# EXTRAIT
Note 4:(retour) Mémoires sur la dernière guerre de l'Amérique septentrionale, par M. Pouchot.

      Dumas sachant que le colonel Dunbar n'était pas loin, et ne pouvant arracher du champ de bataille les Indiens qui s'y livraient au pillage, fit enfin suspendre la poursuite.

      Le carnage avait été presque sans exemple dans les annales de la guerre moderne (Sparks). Près de 800 hommes avaient été tués ou blessés sur les 1200 qui marchaient à la suite du général Braddock, dont 63 officiers sur 86. Ceux-ci avaient montré le plus grand courage pendant le combat, et fait des efforts incroyables pour rallier les troupes; plusieurs se firent tuer de désespoir. A l'exception du colonel Washington, tous les officiers qui combattaient à cheval furent tués ou blessés. Le général Braddock lui-même, après avoir eu trois chevaux tués sous lui, reçut un coup mortel. Le malheureux général, qui était mourant, fut mis d'abord dans un tombereau, puis à cheval et enfin porté par les soldats. Il expira quatre jours après la bataille, et fut enterré sur le bord du chemin auprès du fort de la Nécessité, à l'entrée du désert. C'était un officier expérimenté et plein de bravoure; mais arrogant, méprisant son ennemi, les milices américaines et les Indiens. Il eut la mortification de voir, avant de mourir, ses réguliers prendre la fuite pendant que les Virginiens combattaient comme de vieux soldats avec la plus grande intrépidité.

# CONSIGNES
- a) Répondez à ces questions sur l'extrait :
(i) Combien de chevaux le général Braddock a-t-il eu tués sous lui ?
(ii) Combien de jours après la bataille est-il mort ?
(iii) Sur les 86 officiers, combien ont été tués ou blessés ?
- b) D'après l'extrait, de quelles façons le général Braddock mourant a-t-il été transporté ? Donnez-les toutes, dans l'ordre.
Répondez seulement à partir de l'extrait.

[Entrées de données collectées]
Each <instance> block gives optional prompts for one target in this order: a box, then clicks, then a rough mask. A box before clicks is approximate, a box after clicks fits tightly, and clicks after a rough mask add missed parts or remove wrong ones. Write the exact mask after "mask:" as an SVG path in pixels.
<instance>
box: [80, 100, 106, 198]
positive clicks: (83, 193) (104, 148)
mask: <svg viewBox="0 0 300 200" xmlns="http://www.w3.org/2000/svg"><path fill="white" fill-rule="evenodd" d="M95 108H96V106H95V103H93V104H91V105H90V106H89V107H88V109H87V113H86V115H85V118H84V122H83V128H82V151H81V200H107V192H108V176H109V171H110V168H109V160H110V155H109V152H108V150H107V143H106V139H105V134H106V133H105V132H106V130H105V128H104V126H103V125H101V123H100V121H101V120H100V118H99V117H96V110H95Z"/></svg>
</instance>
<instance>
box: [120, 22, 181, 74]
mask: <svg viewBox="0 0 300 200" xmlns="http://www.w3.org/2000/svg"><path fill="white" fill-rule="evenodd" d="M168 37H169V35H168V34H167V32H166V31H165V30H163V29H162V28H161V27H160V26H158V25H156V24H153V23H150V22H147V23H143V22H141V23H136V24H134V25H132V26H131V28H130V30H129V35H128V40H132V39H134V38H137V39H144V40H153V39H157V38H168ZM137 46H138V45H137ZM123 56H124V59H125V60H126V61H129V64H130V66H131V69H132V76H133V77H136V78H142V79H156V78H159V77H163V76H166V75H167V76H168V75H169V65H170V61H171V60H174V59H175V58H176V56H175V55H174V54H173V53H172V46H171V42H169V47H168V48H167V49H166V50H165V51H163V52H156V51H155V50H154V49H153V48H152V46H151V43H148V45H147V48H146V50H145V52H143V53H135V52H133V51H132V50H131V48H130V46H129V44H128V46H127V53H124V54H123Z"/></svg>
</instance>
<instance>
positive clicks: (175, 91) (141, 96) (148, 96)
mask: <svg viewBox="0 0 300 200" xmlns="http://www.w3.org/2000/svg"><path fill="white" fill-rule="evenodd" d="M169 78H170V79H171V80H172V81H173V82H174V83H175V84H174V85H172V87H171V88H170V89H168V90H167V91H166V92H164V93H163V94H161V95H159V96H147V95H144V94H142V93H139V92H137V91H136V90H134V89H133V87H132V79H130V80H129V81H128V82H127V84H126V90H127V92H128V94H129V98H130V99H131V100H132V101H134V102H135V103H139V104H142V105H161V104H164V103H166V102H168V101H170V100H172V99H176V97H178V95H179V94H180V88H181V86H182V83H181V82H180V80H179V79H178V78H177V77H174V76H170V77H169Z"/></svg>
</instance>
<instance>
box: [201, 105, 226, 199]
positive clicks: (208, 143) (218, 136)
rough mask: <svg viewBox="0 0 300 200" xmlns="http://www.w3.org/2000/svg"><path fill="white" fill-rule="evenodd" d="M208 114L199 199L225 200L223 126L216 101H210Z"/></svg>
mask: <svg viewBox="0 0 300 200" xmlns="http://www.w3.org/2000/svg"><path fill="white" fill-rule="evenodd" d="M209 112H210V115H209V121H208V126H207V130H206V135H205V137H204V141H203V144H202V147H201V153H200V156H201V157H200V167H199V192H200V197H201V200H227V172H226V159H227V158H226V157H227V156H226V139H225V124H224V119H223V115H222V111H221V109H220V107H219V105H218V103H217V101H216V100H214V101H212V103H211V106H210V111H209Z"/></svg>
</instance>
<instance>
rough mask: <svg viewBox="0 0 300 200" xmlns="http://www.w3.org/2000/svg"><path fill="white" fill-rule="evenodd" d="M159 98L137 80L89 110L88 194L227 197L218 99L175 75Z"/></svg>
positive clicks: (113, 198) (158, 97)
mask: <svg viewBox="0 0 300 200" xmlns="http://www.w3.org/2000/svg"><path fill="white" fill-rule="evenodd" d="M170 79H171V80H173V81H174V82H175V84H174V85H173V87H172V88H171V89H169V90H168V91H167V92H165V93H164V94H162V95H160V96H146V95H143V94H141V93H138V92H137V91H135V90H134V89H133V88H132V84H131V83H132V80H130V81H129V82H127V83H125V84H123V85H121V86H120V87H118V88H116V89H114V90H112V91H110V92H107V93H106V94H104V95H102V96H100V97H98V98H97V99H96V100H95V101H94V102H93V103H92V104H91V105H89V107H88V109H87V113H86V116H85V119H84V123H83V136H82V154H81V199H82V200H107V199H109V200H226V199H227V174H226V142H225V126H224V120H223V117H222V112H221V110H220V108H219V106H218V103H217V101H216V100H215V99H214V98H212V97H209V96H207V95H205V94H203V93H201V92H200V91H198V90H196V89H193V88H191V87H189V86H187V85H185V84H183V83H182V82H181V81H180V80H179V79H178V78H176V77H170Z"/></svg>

# RÉPONSES
- a)
(i) Trois.
(ii) Quatre jours.
(iii) 63.

- b)
- Dans un tombereau
- À cheval
- Porté par les soldats